Activity
Every line below should be given again without alteration.

Source material section start

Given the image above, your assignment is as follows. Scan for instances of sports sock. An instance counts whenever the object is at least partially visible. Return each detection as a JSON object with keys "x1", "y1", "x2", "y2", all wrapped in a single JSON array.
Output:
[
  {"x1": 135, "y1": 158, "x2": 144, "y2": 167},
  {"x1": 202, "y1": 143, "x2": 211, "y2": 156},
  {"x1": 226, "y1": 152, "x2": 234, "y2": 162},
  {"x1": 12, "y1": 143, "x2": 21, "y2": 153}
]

Source material section end

Finished exercise
Given the image above, your assignment is as follows. Scan for instances of sports sock. An instance counts whenever the object is at least partially visible. Return each detection as a JSON object with keys "x1", "y1", "x2", "y2", all wrapped in a single JSON array.
Output:
[
  {"x1": 135, "y1": 158, "x2": 144, "y2": 167},
  {"x1": 202, "y1": 143, "x2": 211, "y2": 156},
  {"x1": 226, "y1": 152, "x2": 234, "y2": 162},
  {"x1": 12, "y1": 143, "x2": 21, "y2": 153}
]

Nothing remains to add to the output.